» Extrait
Avec les élections présidentielles américaines, les regards des européens se sont plus que jamais tournés vers les États-Unis, ce qui n’est pas forcément le cas dans l’autre sens. En matière de littérature, voici quelques allers-retours en quelques titres parus en 2024.

Douglas Kennedy, un américain très européen

Douglas Kennedy, né en 1955 à New York. En 1974, il décide de poursuivre ses études un an au Trinity College de Dublin De retour à New York, il devient régisseur dans des théâtres de Broadway. En mars 1977, entre deux productions, il décide de partir à Dublin pour rendre visite à des amis. Il restera en Europe. En 1983, après 5 années au Théâtre national d’Irlande, il démissionne  pour se consacrer exclusivement à l’écriture. Pour survivre, il devient journaliste indépendant, notamment pour The Irish Times où il tient une rubrique de 1984 à 1986. En mars 1988, il emménage à Londres, au moment où son premier livre, un récit de voyage (Au-delà des pyramides) est publié. Parfaitement francophone, Douglas Kennedy vit aujourd’hui entre Londres, Paris, Berlin et Wiscasset dans l’État du Maine. Douglas Kennedy reste un écrivain américain qui décrit de manière très acerbe certains aspects des États-Unis. Il dénonce notamment leur puritanisme.

» À faire
• 1. Selon l'article sur Douglas Kennedy, en quelle année quitte-t-il le Théâtre national d'Irlande pour se consacrer à l'écriture ?
• 2. Recopie le passage de l'article sur Douglas Kennedy qui commence aux mots « Avec les élections » et s'arrête après « parus en 2024. », en substituant « musique » à « littérature ».
• 3. Reprends l'article sur Douglas Kennedy à la suite de sa dernière phrase et poursuis-le.

» Données brutes
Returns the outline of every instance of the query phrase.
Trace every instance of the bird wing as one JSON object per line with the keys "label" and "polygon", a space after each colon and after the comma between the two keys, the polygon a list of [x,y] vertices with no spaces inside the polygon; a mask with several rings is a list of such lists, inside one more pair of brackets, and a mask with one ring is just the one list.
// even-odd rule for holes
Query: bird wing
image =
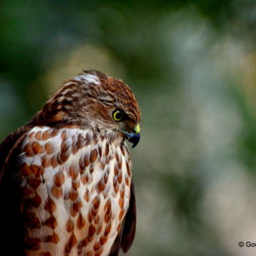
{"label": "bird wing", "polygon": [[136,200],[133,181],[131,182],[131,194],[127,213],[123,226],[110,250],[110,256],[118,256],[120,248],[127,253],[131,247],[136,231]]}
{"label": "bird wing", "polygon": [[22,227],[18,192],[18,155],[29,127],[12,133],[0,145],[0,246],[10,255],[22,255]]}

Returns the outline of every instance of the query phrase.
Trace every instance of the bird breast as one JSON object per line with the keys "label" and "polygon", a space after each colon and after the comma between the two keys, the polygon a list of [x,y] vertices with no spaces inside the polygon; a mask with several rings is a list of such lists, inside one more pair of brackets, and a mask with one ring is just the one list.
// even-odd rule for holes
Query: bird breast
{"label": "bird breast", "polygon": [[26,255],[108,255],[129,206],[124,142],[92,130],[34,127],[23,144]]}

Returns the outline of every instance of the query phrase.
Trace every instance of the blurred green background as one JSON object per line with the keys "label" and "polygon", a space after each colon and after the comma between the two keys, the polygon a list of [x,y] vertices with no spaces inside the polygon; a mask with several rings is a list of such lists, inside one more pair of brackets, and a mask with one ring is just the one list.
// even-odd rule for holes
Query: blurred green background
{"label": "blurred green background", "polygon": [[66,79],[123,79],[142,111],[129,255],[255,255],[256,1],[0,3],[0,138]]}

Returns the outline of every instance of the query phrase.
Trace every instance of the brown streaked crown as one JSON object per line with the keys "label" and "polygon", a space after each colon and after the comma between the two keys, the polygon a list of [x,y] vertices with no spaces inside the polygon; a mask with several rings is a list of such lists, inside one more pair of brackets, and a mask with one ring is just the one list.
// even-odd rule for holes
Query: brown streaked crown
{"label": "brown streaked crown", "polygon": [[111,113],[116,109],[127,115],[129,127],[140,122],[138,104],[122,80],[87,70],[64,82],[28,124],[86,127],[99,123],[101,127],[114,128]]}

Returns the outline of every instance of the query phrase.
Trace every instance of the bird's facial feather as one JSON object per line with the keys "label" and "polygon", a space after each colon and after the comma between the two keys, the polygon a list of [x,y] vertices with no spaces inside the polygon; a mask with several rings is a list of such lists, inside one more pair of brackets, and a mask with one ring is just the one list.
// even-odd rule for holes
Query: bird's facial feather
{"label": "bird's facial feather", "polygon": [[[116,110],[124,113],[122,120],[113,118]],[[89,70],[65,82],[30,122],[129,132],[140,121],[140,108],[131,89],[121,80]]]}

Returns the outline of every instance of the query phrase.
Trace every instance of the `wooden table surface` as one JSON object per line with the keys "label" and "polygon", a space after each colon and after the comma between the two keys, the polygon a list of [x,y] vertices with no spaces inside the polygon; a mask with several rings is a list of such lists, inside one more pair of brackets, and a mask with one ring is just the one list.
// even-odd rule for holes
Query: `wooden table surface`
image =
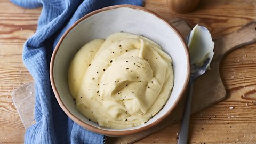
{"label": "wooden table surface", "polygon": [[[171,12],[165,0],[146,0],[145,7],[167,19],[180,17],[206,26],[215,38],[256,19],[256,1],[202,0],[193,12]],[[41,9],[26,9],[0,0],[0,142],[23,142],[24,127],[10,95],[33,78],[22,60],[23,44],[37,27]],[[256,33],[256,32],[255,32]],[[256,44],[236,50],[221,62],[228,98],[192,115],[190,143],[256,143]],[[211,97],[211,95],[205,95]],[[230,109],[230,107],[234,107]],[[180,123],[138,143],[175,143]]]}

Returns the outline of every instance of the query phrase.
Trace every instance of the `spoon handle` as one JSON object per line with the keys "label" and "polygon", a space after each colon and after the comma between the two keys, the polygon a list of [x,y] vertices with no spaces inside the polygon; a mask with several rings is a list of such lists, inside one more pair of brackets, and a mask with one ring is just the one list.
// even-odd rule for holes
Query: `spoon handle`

» Les réponses
• 1. En 1983.

• 2.
Avec les élections présidentielles américaines, les regards des européens se sont plus que jamais tournés vers les États-Unis, ce qui n’est pas forcément le cas dans l’autre sens. En matière de musique, voici quelques allers-retours en quelques titres parus en 2024.

• 3.
« Je critique dans mes livres la société américaine mais, par les thèmes de mes romans, j’appartiens au fond totalement à cette société ». « Tous mes romans ont pour thème le gouffre qui existe entre la mentalité américaine et européenne. » (wikipedia)

Pendant un séjour en France à l’occasion d’un salon littéraire, Douglas Kennedy est apostrophé par une écrivaine qui lui dit le trouver plutôt raffiné pour un Américain. L’auteur, piqué au vif, s’interroge sur l’identité américaine, se remémorant les événements marquants de sa vie et explorant la richesse ainsi que les contradictions d’un pays plus désuni que jamais. Etre américain c’est quoi ? s’interroge-t-il dans « Ailleurs c’est moi« . Du New York d’après guerre à une petite ville texane trumpiste, de souvenirs d’enfance en réflexions politiques, d’anecdotes hilarantes en citations littéraires, de notes de jazz en films inoubliables, un voyage étourdissant, passionnant, édifiant, drôle, émouvant, avec un guide de luxe : Douglas Kennedy himself… (Belfond, 2024, traduit de l’américain par Chloé Royer)

L’Europe, terre d’asile pour pour écrivains américains ?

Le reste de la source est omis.